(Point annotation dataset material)
-------------------------

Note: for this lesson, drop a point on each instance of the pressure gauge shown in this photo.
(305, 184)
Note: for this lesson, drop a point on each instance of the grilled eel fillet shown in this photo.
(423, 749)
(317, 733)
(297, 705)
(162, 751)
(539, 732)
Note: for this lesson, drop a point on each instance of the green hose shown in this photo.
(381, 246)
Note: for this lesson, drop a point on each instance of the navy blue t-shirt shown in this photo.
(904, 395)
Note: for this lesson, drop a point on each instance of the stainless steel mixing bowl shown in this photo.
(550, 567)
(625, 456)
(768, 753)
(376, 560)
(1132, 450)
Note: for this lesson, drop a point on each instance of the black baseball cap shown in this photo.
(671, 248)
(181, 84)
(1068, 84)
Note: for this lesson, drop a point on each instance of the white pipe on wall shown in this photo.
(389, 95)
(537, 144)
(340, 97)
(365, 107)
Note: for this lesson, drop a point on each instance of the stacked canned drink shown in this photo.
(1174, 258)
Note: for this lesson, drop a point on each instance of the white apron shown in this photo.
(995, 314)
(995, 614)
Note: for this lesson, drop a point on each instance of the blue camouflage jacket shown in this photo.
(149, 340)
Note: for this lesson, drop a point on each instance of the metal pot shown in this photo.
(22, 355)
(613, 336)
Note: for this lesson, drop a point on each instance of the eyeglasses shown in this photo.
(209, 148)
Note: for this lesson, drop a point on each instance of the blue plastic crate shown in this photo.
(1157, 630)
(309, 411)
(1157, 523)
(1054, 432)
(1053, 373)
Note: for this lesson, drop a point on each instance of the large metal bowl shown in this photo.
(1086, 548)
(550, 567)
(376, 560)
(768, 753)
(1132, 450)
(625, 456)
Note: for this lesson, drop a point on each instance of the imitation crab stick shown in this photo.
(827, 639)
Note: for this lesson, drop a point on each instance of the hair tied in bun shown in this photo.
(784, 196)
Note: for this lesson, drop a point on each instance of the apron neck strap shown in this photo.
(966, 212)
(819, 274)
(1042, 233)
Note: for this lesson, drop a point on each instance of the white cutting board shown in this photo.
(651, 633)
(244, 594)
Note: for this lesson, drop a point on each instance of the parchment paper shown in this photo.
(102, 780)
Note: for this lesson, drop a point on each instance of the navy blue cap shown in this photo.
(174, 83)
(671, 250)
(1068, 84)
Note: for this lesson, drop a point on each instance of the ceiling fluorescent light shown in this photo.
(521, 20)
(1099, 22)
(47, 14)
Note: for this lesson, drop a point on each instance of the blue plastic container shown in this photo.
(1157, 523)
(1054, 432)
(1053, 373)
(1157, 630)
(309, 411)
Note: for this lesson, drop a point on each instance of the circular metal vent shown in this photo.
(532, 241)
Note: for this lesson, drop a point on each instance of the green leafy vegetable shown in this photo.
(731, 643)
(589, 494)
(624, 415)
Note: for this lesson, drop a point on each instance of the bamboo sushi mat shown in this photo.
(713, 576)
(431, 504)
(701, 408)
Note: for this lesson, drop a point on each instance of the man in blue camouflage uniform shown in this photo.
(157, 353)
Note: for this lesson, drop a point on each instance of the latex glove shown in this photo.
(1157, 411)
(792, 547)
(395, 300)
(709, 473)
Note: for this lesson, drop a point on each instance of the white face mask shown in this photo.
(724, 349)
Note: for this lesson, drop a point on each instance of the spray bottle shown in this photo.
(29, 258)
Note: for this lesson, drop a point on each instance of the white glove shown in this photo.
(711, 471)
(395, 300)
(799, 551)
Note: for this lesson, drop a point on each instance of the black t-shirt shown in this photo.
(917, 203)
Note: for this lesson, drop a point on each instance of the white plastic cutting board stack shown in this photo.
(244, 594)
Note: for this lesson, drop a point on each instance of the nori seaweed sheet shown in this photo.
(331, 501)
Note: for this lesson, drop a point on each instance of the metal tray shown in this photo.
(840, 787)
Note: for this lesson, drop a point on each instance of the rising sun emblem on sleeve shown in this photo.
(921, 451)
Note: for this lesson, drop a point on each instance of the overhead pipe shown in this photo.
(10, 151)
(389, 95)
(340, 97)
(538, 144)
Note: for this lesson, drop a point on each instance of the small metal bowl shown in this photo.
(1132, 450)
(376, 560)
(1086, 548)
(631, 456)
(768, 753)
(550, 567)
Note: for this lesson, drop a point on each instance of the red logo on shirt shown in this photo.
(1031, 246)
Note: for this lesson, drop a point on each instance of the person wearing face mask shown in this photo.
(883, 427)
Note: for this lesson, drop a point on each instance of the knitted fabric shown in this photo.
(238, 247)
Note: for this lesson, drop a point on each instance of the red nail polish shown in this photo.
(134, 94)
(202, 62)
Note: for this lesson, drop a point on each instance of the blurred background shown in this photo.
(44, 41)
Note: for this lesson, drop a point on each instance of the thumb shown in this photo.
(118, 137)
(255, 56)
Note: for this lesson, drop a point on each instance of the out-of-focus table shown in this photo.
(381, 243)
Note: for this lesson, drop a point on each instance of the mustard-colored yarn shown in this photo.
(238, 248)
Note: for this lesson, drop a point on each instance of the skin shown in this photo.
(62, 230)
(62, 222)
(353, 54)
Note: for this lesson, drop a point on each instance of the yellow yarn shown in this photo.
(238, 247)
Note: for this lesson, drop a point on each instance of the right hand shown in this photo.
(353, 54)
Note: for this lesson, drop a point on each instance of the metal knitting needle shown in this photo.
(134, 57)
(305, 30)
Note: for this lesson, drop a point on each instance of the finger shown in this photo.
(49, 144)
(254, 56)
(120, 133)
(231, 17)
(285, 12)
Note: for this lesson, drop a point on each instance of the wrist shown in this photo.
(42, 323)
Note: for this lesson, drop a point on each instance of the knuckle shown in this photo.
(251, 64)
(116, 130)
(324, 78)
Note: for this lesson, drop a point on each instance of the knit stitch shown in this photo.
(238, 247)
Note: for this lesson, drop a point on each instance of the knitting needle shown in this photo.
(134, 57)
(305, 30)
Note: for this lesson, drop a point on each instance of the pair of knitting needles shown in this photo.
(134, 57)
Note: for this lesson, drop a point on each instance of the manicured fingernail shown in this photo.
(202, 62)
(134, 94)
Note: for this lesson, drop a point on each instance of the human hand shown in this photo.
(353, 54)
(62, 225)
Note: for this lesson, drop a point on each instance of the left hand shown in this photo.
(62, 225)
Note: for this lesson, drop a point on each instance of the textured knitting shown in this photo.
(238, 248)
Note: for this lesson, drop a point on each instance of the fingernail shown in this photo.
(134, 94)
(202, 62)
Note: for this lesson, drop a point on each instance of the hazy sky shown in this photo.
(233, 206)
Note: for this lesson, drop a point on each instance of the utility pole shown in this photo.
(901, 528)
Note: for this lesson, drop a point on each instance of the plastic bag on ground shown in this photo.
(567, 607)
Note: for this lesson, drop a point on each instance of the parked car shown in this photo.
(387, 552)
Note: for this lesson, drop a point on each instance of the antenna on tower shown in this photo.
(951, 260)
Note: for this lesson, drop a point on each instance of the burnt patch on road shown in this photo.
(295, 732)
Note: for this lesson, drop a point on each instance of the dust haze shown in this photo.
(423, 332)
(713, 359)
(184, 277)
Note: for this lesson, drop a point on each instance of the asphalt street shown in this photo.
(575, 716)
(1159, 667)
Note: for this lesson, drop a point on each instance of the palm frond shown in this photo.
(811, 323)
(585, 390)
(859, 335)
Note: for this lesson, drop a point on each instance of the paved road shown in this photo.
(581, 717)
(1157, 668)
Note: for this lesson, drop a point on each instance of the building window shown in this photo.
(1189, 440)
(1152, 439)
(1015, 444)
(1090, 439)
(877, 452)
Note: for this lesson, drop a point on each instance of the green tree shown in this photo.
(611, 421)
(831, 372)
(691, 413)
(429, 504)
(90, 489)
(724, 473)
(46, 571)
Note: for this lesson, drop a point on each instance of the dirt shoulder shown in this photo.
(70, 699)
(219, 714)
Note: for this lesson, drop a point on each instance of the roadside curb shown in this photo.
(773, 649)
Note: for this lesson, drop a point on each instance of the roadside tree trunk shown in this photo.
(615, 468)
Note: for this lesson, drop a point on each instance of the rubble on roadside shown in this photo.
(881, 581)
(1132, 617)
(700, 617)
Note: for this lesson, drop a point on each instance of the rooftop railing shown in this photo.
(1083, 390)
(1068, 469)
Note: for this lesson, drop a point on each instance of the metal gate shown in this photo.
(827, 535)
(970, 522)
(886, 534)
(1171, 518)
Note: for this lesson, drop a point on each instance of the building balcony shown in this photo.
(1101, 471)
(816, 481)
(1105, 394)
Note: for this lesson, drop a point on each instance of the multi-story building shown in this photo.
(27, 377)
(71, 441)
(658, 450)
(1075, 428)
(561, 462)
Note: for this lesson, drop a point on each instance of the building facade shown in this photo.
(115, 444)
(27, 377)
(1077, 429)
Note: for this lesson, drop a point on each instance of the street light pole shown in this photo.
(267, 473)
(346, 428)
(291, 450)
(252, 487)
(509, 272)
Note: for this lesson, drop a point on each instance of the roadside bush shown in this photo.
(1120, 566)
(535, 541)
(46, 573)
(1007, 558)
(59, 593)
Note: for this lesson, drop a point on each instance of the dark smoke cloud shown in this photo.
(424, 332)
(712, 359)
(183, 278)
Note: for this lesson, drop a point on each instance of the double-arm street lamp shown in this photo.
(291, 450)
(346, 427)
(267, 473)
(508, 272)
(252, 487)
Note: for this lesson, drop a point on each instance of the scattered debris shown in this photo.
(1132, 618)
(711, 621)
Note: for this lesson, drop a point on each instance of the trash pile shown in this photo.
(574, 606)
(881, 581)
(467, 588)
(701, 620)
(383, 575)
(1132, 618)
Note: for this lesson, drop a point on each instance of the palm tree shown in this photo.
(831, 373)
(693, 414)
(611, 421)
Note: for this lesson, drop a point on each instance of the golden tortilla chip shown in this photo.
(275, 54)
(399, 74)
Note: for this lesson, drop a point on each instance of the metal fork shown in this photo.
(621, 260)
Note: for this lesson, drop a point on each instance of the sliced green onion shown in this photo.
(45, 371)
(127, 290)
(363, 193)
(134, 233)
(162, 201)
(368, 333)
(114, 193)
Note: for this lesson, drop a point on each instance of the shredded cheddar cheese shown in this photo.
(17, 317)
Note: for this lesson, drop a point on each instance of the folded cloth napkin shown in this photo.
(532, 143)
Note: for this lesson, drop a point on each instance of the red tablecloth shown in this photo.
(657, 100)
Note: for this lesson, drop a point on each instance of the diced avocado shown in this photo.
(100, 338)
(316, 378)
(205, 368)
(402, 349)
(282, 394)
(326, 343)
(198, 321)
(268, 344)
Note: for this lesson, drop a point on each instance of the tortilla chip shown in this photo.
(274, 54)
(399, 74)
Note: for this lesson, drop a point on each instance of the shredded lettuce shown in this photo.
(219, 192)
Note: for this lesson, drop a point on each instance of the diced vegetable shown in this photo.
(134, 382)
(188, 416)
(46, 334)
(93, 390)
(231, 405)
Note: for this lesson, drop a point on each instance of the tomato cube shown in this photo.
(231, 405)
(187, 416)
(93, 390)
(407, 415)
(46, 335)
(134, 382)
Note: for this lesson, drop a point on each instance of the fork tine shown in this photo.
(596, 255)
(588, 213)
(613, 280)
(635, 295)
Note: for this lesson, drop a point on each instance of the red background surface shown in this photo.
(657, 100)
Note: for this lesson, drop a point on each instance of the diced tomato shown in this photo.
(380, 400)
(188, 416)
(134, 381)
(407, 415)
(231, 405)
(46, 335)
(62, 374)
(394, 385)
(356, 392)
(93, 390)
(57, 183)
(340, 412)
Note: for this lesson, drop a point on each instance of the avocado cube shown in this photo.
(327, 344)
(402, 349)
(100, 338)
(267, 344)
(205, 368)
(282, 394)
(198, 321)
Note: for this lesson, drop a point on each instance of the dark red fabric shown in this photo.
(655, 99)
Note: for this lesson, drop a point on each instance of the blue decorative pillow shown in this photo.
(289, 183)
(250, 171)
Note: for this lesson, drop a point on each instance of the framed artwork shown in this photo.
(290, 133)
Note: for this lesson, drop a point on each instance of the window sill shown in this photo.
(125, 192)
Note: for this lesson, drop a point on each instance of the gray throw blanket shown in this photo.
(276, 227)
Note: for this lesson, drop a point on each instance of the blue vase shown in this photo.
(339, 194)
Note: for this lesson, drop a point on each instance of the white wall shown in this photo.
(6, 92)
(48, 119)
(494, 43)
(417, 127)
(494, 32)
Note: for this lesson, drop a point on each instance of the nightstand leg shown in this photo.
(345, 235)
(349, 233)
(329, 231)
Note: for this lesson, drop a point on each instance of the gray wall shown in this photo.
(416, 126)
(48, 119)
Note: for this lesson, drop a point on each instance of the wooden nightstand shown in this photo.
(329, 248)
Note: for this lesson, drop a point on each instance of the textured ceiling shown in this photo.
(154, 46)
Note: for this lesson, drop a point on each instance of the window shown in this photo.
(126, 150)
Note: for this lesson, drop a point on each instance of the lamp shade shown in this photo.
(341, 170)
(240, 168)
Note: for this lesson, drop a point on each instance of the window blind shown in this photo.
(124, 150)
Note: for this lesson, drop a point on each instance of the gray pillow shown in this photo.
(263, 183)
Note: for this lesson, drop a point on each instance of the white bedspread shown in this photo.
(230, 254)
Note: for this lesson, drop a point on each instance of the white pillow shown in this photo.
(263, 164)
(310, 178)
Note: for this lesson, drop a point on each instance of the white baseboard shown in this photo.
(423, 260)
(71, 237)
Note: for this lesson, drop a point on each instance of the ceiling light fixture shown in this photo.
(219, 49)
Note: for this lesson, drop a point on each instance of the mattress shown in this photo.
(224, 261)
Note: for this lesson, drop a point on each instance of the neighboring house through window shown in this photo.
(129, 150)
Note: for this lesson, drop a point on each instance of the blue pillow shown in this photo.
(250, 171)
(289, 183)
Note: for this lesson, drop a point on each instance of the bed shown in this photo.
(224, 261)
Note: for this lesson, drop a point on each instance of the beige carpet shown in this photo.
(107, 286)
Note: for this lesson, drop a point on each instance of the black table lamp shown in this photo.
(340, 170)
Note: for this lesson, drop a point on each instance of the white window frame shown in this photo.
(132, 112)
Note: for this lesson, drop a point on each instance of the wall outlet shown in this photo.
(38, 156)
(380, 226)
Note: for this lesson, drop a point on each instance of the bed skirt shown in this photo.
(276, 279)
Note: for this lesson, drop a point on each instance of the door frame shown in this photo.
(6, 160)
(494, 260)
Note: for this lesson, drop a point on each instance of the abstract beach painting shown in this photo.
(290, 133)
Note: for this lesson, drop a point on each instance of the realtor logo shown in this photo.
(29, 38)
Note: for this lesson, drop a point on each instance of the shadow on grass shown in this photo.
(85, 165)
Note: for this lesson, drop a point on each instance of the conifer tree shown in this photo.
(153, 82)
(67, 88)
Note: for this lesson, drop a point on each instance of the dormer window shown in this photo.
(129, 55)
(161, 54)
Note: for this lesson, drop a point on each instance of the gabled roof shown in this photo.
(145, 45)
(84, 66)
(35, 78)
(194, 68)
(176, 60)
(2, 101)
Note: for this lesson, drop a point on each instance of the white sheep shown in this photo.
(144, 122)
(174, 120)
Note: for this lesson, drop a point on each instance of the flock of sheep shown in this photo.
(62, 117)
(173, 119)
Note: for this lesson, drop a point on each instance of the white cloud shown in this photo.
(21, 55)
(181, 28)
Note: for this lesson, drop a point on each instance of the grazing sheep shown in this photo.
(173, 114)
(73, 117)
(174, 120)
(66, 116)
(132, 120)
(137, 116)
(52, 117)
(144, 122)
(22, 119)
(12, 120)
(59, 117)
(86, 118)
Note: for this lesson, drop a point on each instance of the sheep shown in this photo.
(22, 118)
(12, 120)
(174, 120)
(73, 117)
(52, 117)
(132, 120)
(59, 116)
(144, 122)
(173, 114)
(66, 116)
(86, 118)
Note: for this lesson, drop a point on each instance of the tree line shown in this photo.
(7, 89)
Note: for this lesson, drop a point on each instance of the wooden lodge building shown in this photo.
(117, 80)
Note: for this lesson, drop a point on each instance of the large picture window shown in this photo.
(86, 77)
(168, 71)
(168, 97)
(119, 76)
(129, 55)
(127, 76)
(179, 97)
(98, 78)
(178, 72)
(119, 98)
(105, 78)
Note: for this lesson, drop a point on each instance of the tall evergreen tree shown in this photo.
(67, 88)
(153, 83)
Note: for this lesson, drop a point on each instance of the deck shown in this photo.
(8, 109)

-------------------------

[Required work] Retype the material above, starting at the line that contains "evergreen tree shown in this photo." and continuing through the last line of the material, with both ends included.

[Finished exercise]
Note: for this lesson, drop a point on each instance of the tall evergreen tree shown in this photo.
(67, 88)
(153, 83)
Note: for this lesson, drop a point on each instance of the deck shown in this photo.
(8, 109)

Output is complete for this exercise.